Перечитывая теперь эти строки, не могу не подумать о том, как все-таки недалеки друг от друга оптимизм (скажем мягче – избыточный оптимизм) и глупость. И «броня» моя оказалась не такой уж «надежной». И следователь мой не «скапотился», и, вероятно, не кричал во сне. По крайней мере, из-за меня. Вместе с семьей я оказался только через пять долгих лет. Да и то лишь потому так быстро, что умер Сталин.
Нет, воистину, в знаменитом споре – кому лучше сидеть в тюрьме – старому или молодому – прав был Старик Ефимов. Молодому оказаться в таком положении все же лучше, чем старому. Только благодаря молодости (молодому и глупому оптимизму) можно было в сталинской тюрьме испытать чувство какой-то победы над следствием и проникнуться на основании этой малой победы надеждой на победу большую – на то, что сумеешь доказать свою невиновность и выйти на свободу. Факт, однако, остается фактом – я был в то время избыточным оптимистом. И это, кстати сказать, несмотря на то, что всего года за два до своего ареста, прочитал в оригинале, в порядке сдачи кандидатского минимума по французскому языку, сатирический роман Вольтера – «Кандид». Его герой – неисправимый оптимист Панглос – в любых ситуациях восклицал: «Все к лучшему!» Последний раз он провопил эти слова в момент казни, когда его подвергли кастрации.
Не буду подробно описывать ход дальнейшего следствия. После состоявшегося допроса под стенограмму, к которому я старательно подготовился, интересных моментов вспоминаю всего три или четыре. О них сейчас и расскажу.
Как я узнал потом, при ознакомлении со своим делом по окончании следствия, сильные страсти разыгрывались за кулисами моих допросов. А в своей «надводной части» следствие шло довольно вяло.
Следователи обязаны были – за этим наблюдал прокурор по надзору за тюрьмой – вызывать обвиняемого на допрос не реже одного раза в две или в три недели. Трофимов не раз вызывал меня ради проформы. Бывало, я по нескольку часов просиживал перед ним на стуле, а он занимался своим делом. Мне он рекомендовал изучать карту Советского Союза, висевшую на стене кабинета примерно напротив моего стула.
– Выбирай место на севере – куда тебя направить, – советовал он мне.
Разумеется, я должен был «изучать» карту на расстоянии, сидя на своем месте. Под конец такого «сидения» Трофимов заполнял протокол допроса, задав, опять-таки для порядка, один-два малозначительных вопроса. Я отвечал, подписывал протокол и шагал в камеру. Формальность была соблюдена. Сам Трофимов, как оказалось, был секретарем парторганизации следственного отдела и занимался во время таких пустых допросов своей общественной работой. Один за другим заходили к нему какие-то сотрудники Управления, видимо, следователи, а может быть, и другие, состоящие у него на учете, чтобы заплатить членские взносы. При каждом таком появлении происходил маленький «типовой» спектакль. Поговорив о том о сем, например, о футболе, об отметках сына или дочери посетителя, о том, как тот отдохнул в отпуске. Трофимов обязательно, словно соблюдая ритуал, переходил к одной и той же теме. Причем говорил каждый раз почти одними и теми же словами:
– Вот, полюбуйтесь. Сколько лет работаю, но такого матерого врага, такого бессовестного лжеца – еще никогда не встречал.

■ ■ ■ ■

#### [ПОСТАВЛЕННЫЕ ЗАДАНИЯ]
a - Сколько лет, согласно фрагменту о следствии, пришлось ждать встречи с семьей?
b - Измените во фрагменте о следствии часть, которая открывается словами, содержащими «Не буду подробно», и закрывается словами «шло довольно вяло.»: перепишите ее, поставив «за ширмой» вместо «за кулисами».
c - Напишите продолжение фрагмента о следствии, начиная сразу после его последнего предложения.
Записи для выполнения заданий не понадобятся.

(Записи с подписанными рамками)
■ ■ ■ ■

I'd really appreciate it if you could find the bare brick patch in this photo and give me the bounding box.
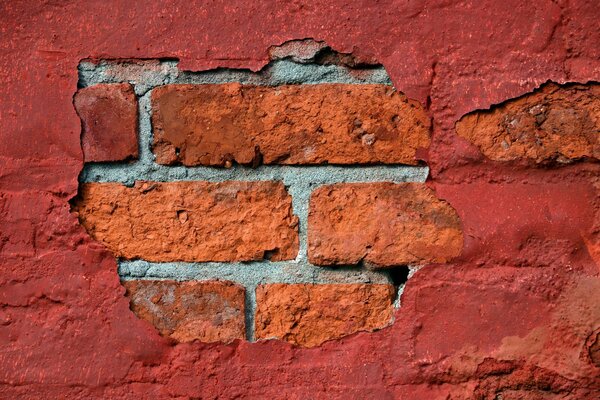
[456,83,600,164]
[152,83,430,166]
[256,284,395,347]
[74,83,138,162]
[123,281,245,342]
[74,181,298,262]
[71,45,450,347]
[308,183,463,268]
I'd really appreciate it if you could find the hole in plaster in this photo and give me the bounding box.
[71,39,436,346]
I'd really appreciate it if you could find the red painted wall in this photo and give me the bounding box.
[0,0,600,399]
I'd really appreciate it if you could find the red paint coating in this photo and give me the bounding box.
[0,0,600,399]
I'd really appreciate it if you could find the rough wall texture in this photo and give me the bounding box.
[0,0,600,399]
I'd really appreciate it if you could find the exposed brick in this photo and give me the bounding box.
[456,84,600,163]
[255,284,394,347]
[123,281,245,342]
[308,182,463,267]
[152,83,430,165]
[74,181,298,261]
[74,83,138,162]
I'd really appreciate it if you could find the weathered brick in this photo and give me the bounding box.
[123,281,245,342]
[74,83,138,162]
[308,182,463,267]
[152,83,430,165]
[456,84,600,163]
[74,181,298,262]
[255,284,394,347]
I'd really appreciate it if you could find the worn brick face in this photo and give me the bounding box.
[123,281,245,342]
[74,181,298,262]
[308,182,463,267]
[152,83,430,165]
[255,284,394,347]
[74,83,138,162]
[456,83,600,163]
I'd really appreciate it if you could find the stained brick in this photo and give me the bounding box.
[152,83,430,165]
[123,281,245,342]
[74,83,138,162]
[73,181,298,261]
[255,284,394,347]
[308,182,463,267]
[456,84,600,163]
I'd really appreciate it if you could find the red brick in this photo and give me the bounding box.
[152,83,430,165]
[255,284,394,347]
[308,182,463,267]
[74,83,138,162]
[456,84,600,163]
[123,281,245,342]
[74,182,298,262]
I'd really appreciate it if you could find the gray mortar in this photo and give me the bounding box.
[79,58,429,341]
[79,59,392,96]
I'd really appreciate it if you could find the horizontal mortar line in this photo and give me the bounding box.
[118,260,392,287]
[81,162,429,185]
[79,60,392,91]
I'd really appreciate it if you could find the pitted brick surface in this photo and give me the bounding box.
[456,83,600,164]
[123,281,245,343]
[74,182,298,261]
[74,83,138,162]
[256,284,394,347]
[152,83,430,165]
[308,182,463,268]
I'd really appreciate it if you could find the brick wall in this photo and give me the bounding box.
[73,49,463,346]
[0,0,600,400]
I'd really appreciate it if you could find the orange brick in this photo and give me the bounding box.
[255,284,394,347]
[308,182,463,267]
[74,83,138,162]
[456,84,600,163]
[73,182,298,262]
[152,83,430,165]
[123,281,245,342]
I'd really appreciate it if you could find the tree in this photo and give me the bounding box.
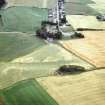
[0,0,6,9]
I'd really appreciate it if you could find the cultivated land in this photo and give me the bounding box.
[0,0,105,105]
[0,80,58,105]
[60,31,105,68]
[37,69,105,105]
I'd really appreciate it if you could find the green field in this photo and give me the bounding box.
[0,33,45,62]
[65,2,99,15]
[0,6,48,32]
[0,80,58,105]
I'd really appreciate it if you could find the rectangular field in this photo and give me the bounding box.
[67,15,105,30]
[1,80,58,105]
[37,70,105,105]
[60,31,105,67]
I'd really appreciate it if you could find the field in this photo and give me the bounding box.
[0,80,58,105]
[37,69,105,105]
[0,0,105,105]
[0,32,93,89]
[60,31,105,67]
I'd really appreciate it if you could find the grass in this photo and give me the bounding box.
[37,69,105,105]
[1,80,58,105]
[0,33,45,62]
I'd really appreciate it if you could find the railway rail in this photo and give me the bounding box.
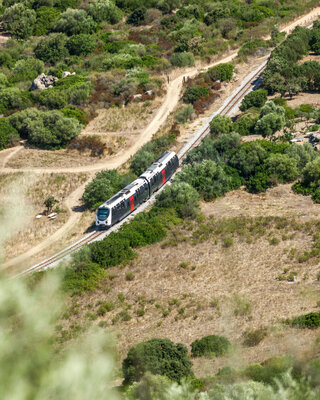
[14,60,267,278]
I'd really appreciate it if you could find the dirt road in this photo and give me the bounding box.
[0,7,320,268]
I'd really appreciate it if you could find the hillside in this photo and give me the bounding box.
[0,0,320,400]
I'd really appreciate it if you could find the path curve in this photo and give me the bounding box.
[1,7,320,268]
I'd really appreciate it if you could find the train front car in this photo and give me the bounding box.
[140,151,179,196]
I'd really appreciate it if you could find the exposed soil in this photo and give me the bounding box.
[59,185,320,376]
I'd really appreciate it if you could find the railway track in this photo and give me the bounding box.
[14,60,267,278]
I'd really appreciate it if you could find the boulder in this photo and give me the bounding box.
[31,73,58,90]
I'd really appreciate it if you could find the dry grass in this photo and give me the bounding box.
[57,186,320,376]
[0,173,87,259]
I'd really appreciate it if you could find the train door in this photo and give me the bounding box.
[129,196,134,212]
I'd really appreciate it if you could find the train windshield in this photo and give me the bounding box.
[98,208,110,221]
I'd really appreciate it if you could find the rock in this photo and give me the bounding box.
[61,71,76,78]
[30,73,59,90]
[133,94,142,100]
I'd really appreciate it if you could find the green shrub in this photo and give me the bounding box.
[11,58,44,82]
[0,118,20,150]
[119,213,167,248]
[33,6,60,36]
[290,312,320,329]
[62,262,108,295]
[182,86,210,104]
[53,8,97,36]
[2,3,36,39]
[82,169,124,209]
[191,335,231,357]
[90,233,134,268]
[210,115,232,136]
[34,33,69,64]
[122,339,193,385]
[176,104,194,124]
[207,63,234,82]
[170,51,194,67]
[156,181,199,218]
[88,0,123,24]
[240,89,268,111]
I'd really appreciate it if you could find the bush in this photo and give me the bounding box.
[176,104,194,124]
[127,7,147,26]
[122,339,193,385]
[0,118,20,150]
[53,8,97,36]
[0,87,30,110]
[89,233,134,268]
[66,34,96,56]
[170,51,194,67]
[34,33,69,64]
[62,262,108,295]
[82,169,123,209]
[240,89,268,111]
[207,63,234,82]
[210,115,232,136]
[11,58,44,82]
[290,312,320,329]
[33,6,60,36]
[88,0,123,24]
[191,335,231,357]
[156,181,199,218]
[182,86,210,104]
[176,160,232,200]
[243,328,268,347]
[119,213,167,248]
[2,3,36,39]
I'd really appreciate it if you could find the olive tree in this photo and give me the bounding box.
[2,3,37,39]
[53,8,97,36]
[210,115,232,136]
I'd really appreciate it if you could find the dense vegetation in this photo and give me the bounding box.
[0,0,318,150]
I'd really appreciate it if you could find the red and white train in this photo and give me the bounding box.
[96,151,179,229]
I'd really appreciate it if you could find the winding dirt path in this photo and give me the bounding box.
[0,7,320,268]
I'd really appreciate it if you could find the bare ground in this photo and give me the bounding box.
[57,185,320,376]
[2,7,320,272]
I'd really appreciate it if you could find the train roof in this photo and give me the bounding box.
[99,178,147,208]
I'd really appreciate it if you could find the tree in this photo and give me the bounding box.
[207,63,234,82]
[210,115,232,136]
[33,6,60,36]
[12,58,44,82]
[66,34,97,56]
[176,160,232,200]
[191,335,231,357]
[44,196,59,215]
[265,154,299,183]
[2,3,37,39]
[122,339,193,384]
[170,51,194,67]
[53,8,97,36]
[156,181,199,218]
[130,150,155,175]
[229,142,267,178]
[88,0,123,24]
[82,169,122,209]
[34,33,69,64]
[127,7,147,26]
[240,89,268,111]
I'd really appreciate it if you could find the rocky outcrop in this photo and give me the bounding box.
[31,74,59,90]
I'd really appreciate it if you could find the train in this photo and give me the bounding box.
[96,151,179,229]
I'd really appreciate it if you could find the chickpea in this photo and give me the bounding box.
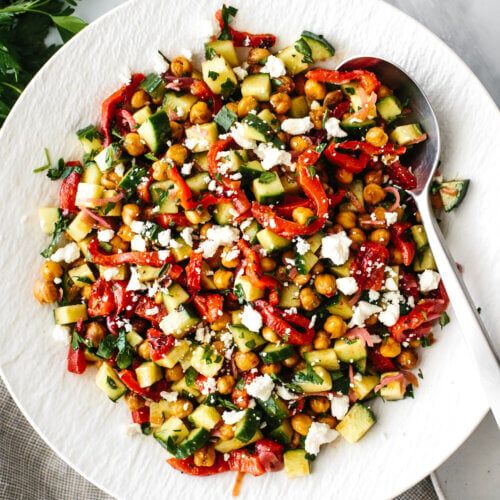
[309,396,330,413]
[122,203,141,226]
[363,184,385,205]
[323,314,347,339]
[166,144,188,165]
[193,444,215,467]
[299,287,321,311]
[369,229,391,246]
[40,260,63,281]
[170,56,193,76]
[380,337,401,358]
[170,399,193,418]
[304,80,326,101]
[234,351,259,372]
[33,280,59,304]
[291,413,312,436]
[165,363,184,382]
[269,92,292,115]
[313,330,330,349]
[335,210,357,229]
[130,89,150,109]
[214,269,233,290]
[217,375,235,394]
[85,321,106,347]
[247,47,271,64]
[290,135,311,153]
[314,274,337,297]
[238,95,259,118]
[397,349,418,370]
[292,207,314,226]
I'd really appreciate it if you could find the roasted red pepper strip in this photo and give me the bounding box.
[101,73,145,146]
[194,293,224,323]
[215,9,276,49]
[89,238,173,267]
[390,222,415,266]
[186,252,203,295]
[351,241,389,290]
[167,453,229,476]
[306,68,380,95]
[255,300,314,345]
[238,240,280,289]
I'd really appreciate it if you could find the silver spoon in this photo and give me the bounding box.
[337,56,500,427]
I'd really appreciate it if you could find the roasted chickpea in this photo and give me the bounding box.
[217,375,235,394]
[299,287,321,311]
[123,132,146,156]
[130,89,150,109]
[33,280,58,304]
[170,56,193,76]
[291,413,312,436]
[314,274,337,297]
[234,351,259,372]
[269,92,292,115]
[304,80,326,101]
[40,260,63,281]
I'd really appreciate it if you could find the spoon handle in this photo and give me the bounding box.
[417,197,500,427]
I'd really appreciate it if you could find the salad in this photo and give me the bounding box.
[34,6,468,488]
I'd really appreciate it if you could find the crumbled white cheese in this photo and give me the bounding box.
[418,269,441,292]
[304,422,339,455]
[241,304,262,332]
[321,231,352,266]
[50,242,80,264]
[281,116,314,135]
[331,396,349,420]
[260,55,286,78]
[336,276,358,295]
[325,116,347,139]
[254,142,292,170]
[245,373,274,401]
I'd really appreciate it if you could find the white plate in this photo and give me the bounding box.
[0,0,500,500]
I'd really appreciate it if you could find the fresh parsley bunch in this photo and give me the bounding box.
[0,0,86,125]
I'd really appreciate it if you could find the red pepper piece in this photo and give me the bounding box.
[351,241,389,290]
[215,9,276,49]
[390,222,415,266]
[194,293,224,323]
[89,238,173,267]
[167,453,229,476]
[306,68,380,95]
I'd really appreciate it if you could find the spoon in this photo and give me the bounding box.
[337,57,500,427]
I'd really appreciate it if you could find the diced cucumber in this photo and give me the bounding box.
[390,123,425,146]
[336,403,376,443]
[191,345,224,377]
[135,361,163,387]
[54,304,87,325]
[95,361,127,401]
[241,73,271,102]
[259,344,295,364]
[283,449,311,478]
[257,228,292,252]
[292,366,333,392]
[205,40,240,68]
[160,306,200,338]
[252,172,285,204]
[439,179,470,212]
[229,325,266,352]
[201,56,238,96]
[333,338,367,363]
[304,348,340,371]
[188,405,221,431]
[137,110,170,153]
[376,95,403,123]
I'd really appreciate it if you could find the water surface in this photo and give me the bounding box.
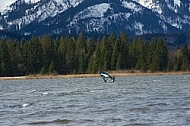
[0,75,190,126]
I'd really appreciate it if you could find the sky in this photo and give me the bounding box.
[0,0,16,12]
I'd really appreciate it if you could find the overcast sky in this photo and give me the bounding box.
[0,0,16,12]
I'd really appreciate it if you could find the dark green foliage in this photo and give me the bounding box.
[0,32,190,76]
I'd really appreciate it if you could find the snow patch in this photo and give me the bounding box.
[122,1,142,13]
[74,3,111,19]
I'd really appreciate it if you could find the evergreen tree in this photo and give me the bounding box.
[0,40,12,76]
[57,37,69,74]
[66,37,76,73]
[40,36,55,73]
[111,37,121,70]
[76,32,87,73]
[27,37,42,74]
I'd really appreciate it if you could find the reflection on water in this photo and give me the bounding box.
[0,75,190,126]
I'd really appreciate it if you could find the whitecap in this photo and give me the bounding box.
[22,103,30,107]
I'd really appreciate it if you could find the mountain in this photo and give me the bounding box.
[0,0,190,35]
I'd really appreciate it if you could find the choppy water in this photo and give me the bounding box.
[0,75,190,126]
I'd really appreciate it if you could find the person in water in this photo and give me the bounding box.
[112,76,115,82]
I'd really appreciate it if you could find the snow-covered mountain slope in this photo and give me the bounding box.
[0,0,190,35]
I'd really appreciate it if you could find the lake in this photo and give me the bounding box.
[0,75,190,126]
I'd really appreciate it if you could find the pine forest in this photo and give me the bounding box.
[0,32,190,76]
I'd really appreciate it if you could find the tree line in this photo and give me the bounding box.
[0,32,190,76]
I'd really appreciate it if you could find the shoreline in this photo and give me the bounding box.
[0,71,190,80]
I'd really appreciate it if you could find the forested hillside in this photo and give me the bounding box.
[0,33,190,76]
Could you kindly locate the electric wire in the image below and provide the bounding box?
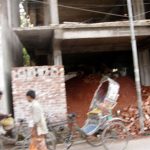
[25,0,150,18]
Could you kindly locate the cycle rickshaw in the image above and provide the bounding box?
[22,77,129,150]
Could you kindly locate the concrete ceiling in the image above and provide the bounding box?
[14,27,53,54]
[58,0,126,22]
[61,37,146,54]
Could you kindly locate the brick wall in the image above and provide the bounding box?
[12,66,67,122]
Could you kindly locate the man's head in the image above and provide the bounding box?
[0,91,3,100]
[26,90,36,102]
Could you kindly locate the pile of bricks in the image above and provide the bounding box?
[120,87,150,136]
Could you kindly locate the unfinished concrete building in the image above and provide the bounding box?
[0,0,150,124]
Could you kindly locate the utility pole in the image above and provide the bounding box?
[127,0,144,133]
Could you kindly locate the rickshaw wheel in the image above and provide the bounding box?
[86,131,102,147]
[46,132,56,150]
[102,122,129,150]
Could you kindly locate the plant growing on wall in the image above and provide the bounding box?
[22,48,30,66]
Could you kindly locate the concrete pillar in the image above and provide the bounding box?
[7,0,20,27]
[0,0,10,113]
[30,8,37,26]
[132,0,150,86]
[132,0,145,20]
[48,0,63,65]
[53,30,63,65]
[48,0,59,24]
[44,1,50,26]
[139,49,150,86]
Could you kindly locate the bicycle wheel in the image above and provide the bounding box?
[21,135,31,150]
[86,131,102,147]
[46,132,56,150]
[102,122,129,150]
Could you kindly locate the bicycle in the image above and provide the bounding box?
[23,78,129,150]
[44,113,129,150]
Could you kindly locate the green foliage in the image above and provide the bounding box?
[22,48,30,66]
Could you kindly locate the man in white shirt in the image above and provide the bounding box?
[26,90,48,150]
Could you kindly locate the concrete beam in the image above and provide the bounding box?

■ ■ ■ ■

#### [ОТВЕТЫ]
a - Пять лет.

b -
Не буду подробно описывать ход дальнейшего следствия. После состоявшегося допроса под стенограмму, к которому я старательно подготовился, интересных моментов вспоминаю всего три или четыре. О них сейчас и расскажу.
Как я узнал потом, при ознакомлении со своим делом по окончании следствия, сильные страсти разыгрывались за ширмой моих допросов. А в своей «надводной части» следствие шло довольно вяло.

c -
Посетители с деланным любопытством оглядывали меня, словно диковинного зверя. Некоторые из них, подыгрывая Трофимову, что-то изрекали, вроде: «По роже видно – враг!»
Однажды между таким посетителем и мною произошло столкновение, доставившее мне много переживаний.
Как-то раз, во время допроса в кабинет Трофимова зашел пожилой майор. Начался обычный спектакль.
– Здравствуй, товарищ Горшков. Вот обрати внимание на этого человека. – Трофимов кивнул в мою сторону, доставая при этом из стола ведомость для приема партийных взносов. – Такого матерого врага мне еще не приходилось допрашивать. Ей-богу.
– Да, видать, матерый враг, закоренелый, – сказал майор, даже не взглянув в мою сторону. Он в тот момент вынимал из портмоне какие-то рубли и внимательно их отсчитывал.
– Нет, ты взгляни на него, взгляни, – продолжал Трофимов, беря из рук майора деньги. Он был явно недоволен безразличным отношением майора к его словам обо мне. Тот повернулся в мою сторону.
– Да нет, я вижу. Я с первого взгляда определил, что это матерый враг.
– Нет, майор, это случай особый. Ты даже представить себе не можешь, на какую провокацию, на какую враждебную вылазку пошел этот завзятый антисоветчик. Он в своей диссертации… на историческую тему! И в своих статьях, которые ему удалось протащить в печать, ни разу! Пойми – ни разу!! – не упомянул имя товарища Сталина. Иначе говоря, «ликвидировал» товарища Сталина как ученого, как вождя всей нашей науки.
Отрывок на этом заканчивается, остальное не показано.